━━━ DATA FOR THIS TASK
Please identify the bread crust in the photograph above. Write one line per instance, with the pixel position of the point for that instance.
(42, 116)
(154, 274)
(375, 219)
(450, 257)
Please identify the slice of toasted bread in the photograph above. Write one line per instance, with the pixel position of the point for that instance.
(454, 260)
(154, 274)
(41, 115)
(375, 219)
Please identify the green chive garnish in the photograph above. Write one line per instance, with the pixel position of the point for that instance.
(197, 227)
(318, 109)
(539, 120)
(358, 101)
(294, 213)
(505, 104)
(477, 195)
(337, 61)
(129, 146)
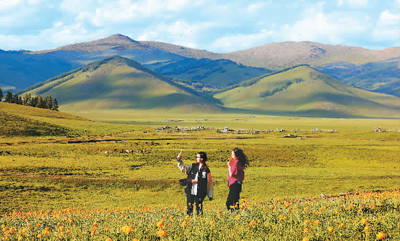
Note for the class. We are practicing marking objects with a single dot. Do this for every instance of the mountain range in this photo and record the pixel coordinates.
(121, 83)
(272, 78)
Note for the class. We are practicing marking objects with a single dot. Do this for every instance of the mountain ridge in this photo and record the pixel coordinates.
(121, 83)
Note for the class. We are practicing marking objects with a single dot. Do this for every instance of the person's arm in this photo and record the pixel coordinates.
(210, 190)
(232, 169)
(181, 165)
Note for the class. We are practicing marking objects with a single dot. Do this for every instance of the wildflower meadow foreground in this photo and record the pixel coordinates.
(357, 216)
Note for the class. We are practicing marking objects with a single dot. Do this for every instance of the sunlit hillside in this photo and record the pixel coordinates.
(119, 83)
(303, 90)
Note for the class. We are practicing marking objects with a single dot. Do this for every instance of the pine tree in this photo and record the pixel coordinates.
(15, 98)
(48, 102)
(40, 102)
(27, 100)
(33, 101)
(55, 105)
(9, 98)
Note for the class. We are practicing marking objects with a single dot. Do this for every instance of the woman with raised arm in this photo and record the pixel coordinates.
(236, 165)
(199, 182)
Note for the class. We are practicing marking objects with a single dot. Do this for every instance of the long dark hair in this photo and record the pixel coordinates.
(203, 155)
(241, 157)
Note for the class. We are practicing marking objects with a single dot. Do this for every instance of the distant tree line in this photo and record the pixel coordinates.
(37, 101)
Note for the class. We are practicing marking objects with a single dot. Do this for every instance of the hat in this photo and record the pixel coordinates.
(183, 182)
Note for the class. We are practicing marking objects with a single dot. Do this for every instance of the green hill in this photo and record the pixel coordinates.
(18, 120)
(119, 83)
(305, 91)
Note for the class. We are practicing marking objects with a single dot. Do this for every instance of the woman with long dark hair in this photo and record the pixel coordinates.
(236, 165)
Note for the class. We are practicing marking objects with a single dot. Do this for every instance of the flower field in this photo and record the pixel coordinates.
(359, 216)
(119, 181)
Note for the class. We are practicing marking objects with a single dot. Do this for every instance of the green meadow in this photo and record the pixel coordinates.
(88, 166)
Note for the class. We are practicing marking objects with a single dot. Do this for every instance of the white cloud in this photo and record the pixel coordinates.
(122, 10)
(6, 5)
(316, 25)
(178, 32)
(387, 28)
(387, 18)
(256, 7)
(241, 41)
(353, 3)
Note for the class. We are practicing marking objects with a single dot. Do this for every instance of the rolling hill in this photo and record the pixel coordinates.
(120, 83)
(287, 54)
(207, 74)
(303, 90)
(380, 77)
(18, 120)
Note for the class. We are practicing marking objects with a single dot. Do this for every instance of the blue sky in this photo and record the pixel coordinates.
(214, 25)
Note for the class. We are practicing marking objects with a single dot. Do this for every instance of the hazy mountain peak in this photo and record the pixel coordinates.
(116, 42)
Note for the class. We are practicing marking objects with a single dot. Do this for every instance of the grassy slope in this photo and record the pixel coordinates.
(29, 121)
(118, 83)
(56, 176)
(316, 92)
(286, 54)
━━━━━━
* [TASK DESCRIPTION] Your task is to transcribe all of the records precisely, with no images included.

* [SOLUTION]
Please identify the bread crust in the photograph above. Write one line per instance, with the pixel position of the point for that instance.
(42, 116)
(154, 274)
(375, 219)
(450, 257)
Please identify the slice of toasted bread in the photograph above. Write one line per instance, with the pixel position of the point for that instance.
(454, 260)
(154, 274)
(41, 115)
(375, 219)
Please identify the green chive garnish in the photograph above. Write one line per instance, with the pixel position of the point for that instance.
(197, 227)
(318, 109)
(539, 120)
(358, 101)
(294, 213)
(505, 104)
(477, 195)
(337, 61)
(129, 146)
Note for the class. We are practicing marking objects with a single dot. Do this for every instance of the mountain range in this photo and record the pixel coordinates.
(121, 83)
(272, 78)
Note for the class. We are practicing marking objects with a single dot. Do this for every instance of the mountain ridge in this photo and record the pixel coordinates.
(121, 83)
Note for the class. We are practicing marking objects with a single dot. Do this for every instance of the person's arm in this photo and record the pixel coordinates.
(210, 190)
(232, 169)
(181, 165)
Note for the class. We are practicing marking objects with a single dot. Do this for every instance of the wildflower meadow foreground in this photo and record the pixel coordinates.
(357, 216)
Note for the class. We are practicing marking objects with a single dot. Do this for every instance of the sunlit hillside in this photo and record the pixel coordinates.
(119, 83)
(303, 90)
Note for the class. We are practicing marking objects with a single dot. Do this for every instance of the pine tree in this photo and record the pixel coordinates.
(15, 98)
(48, 102)
(40, 102)
(27, 100)
(33, 101)
(55, 105)
(9, 98)
Note for the class. We are practicing marking objects with a single dot. Do this for every instance of the woman with raised arm in this photo and record the pixel coordinates.
(236, 165)
(199, 182)
Note for the class. We are practicing marking objects with a single dot. Do this for every instance of the long dark hair in this photo and record the pixel coordinates.
(203, 155)
(241, 157)
Note for the class. We are practicing marking objects with a single dot. Do this for every instance of the distant tree line in this photo and record the pixel coordinates.
(37, 101)
Note for the class. We are practicing marking objects with a single dot. Do this for every instance of the hat in this photo and record the pixel coordinates.
(183, 182)
Note for the class. We are practicing marking objects with a single dot. Do this for every instance of the green hill in this photo and record the pixel coordinates.
(18, 120)
(119, 83)
(305, 91)
Note for the class. We are practicing marking objects with a single dot. Do this for every instance of the woman with long dark hair in this photo and record the pixel coordinates.
(236, 165)
Note for the class. We are practicing marking objects with a single dot. Do this for every instance of the flower field in this photo and record the pixel coordinates.
(359, 216)
(119, 181)
Note for the class. We are practicing marking objects with a single dot. Do this for every instance of the green meadow in this photo and record the pixel coordinates.
(88, 166)
Note for the class. We are practicing marking objects with a single dot. Do this for every instance of the white cloud in this photo and record the pixel coordinates.
(122, 10)
(6, 5)
(316, 25)
(178, 32)
(387, 28)
(387, 18)
(256, 7)
(241, 41)
(353, 3)
Note for the class. We are practicing marking objects with a single dot. Do this for every instance of the rolling hill in this photo and record the pixel coordinates.
(120, 83)
(287, 54)
(207, 74)
(303, 90)
(380, 77)
(18, 120)
Note for the class. We are practicing marking objects with a single dot. Do this for every instance of the blue sky in this photo and record the pixel coordinates.
(214, 25)
Note for the class. We are practicing marking objects with a single dot. Do this for every instance of the hazy mountain peak in this photo and record the pixel coordinates.
(116, 42)
Note for the class. We are practicing marking objects with a single dot. Do this for every instance of the grassy slope in this photo and record the pixel coordinates.
(29, 121)
(118, 83)
(56, 176)
(316, 92)
(286, 54)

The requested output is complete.